Quoted text:
• • • •

We then cut right to Academy president Gregory Peck; and why not? When you have Peck on deck, there’s no reason to make him wait. He speaks to the Oscars’ growing international audience by giving a bit of an introduction to what the Academy Awards and how they’re decided. He then brings out my personal hero, accountant Bill Miller, to verify the process (he even gets a little exit applause).
Then comes the Friends of Oscar 1970! This time, they just get called out on stage one by one, no bits or anything. I find this so charmingly silly! They are, as follows:
Claudia Cardinale
Elliot Gould
Myrna Loy
Jon Voight
Barbara McNair
Fred Astaire
Elizabeth Taylor
Ali McGraw
Cliff Robertson
Katharine Ross
James Earl Jones
Candice Bergen
Raquel Welch
Clint Eastwood
Barbra Streisand
John Wayne
Interestingly, this show officially has no host. That said, John Wayne immediately introduces Hope (who is befixed with an eyepatch, in honor of TRUE GRIT) and he comes out and basically does the traditional host monologue. I don’t really know the difference between this and an official “hosted” show.
It is a bit of a novelty to see the Hope hosting period intersect with the rise of New Hollywood, two distinct eras of moviemaking that you don’t really associate with each other. To that end, I think the Hope monologues from here start to feel either a little more mean-spirited, or simply more pointed, depending on your perspective. It’s hard to imagine someone like Conan O’Brien saying a line phrase quite like “This will go down in history as the cinema season which proved that crime doesn’t pay, but there’s a fortune in adultery, incest, and homosexuality”. It’s subtle, and speaks more to how changing mores would start to make Hope look a tad antiquated than to any real malice on his part*. But it is clear from this Oscars opening that the industry was changing, not for the first or last time.
*And, to my knowledge, Hope was always apologetic when called out on using now-off-color language in his later years.
Still, he gets in one of my favorite lines of them all in this opening, speaking to the rise of X-rated films in the mainstream: “One theater manager told me he’d been popping corn for six months and still hasn’t plugged the machine in”. So, maybe he still had it after all. What do I know?

• • • •

Information provided:
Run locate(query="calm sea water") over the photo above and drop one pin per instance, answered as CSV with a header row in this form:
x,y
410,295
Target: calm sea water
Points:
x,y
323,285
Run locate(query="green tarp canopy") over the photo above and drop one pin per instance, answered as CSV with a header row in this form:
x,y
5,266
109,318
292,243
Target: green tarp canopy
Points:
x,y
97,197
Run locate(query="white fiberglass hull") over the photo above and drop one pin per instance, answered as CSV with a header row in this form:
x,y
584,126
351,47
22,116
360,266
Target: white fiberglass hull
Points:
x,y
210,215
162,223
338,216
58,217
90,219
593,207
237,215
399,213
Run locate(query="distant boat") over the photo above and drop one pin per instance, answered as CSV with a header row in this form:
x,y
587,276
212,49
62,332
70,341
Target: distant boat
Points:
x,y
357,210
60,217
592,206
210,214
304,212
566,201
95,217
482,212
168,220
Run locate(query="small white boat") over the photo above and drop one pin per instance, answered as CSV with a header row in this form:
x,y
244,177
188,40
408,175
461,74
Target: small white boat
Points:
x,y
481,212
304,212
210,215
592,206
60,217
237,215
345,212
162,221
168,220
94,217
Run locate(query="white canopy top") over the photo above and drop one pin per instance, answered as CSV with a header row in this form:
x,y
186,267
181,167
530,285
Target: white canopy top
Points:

• • • •

Tasks to perform:
[1] In the Oscars recap, what does Hope wear when John Wayne introduces him, and in honor of what?
[2] Summarize the Oscars recap in three sentences.

The results:
[1] An eyepatch, in honor of TRUE GRIT.

[2] Academy president Gregory Peck opens by explaining the Academy Awards and how they are decided, then brings out accountant Bill Miller to verify the process. The Friends of Oscar 1970 are called onstage one by one, ending with John Wayne, who introduces an eyepatch-wearing Hope to give what amounts to a traditional host monologue, even though the show officially has no host. The writer finds that Hope's jokes begin to seem more pointed or a little antiquated as New Hollywood rises, yet still counts his line about X-rated films among the writer's favorites.